» What you need to do: Copy the rows below word for word, from the line containing "Exercise. For every instance of the dense" to the line containing "[(260, 90)]", with both of those lines included.

» Records to process:
----------------------------------------

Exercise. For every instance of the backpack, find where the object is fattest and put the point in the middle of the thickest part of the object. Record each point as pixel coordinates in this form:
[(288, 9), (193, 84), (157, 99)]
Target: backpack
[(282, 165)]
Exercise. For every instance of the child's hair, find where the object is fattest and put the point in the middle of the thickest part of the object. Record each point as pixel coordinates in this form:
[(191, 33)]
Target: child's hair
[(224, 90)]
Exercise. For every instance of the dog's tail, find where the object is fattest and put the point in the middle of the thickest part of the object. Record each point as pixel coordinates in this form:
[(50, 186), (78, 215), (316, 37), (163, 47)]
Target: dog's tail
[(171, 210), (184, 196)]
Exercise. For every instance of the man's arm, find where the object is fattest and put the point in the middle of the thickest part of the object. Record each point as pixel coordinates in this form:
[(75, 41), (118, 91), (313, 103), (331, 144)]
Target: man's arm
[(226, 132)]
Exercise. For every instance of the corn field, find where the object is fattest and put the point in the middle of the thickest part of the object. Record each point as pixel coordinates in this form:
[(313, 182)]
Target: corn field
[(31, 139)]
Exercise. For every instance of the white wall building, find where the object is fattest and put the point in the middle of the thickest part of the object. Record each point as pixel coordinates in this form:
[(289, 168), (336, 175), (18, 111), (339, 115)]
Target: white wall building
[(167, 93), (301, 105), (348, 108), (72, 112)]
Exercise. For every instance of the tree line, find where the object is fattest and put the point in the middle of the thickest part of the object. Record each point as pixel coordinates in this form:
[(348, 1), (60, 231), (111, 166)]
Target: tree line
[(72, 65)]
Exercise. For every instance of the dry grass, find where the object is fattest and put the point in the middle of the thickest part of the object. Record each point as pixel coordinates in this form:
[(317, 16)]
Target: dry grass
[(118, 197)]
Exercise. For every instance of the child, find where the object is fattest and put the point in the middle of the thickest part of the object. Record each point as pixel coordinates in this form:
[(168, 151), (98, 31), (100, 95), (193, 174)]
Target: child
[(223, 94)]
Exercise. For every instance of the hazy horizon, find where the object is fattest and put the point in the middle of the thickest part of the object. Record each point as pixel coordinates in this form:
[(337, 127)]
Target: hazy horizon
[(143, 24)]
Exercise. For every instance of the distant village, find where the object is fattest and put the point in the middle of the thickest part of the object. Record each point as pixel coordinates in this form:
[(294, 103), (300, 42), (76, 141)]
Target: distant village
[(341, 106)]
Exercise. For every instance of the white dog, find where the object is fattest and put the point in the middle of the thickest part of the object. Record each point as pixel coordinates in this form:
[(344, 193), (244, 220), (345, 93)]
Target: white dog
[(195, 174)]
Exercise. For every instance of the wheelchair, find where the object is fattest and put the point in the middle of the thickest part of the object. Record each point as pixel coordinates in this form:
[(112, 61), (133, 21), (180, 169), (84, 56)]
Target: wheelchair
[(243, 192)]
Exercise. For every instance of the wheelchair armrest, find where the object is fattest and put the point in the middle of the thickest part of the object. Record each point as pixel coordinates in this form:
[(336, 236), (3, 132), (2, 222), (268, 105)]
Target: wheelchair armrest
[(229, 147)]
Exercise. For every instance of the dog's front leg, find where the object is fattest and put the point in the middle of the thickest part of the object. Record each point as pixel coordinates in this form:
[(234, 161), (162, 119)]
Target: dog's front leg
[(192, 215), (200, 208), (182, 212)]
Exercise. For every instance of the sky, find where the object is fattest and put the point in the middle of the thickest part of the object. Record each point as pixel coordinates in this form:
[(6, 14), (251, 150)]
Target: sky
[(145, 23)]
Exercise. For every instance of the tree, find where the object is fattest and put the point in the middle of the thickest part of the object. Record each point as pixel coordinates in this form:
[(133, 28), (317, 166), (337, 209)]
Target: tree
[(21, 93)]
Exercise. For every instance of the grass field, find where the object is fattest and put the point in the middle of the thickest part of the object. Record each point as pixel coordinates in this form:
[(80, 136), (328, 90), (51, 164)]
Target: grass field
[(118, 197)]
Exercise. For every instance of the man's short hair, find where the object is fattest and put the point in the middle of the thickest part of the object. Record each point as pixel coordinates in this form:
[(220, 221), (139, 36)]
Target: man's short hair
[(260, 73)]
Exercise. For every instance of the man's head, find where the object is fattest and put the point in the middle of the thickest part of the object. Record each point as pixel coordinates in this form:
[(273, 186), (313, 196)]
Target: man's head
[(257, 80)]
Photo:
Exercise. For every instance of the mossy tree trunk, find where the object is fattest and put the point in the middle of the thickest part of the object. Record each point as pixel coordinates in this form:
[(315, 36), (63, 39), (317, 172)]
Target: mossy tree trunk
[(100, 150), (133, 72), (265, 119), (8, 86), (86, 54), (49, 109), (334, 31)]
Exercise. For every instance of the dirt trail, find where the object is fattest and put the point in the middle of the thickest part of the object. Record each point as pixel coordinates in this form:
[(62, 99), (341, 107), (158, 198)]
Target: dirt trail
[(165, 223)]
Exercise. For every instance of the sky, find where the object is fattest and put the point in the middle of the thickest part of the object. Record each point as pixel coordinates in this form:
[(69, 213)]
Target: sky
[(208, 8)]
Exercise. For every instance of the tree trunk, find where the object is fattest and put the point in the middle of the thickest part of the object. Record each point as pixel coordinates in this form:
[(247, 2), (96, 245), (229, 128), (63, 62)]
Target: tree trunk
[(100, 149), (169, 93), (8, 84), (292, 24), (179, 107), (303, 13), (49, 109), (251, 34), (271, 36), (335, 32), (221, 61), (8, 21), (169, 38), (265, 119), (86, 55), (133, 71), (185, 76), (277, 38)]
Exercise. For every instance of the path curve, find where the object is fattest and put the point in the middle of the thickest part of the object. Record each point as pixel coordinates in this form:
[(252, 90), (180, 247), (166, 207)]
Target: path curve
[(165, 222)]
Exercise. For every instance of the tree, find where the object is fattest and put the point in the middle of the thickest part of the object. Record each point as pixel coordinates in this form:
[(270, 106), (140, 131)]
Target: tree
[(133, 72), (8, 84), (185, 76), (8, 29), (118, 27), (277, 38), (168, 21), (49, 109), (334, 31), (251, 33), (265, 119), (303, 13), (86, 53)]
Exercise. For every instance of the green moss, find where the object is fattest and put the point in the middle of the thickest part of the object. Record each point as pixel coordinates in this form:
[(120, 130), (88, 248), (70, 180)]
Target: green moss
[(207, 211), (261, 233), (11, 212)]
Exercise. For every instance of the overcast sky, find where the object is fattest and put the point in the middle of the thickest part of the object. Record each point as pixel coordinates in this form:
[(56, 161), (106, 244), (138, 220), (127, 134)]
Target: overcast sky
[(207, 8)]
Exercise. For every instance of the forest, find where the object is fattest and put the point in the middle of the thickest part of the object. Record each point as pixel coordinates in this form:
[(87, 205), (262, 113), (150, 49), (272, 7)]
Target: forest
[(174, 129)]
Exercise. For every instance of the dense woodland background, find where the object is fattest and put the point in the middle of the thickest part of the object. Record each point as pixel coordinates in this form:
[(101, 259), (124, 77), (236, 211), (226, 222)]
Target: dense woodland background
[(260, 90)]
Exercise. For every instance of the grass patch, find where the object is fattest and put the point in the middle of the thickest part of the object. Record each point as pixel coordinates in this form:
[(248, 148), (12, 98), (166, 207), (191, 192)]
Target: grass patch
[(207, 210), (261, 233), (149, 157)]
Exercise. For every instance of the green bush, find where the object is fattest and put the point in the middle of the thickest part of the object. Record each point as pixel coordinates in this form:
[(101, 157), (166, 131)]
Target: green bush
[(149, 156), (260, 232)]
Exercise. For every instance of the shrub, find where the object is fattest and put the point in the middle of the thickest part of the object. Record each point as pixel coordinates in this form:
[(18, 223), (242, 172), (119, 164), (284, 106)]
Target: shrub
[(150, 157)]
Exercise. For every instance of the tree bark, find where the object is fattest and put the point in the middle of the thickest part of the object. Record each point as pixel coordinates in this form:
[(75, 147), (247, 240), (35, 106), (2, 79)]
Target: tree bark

----------------------------------------

» Response to this exercise:
Exercise. For every instance of the dense woodland background, find where the object is fattest and put the point in the middle of the thickest part of the object. Record each point as pixel coordinates in this form:
[(101, 259), (124, 77), (236, 211), (226, 222)]
Target: dense woodland background
[(260, 90)]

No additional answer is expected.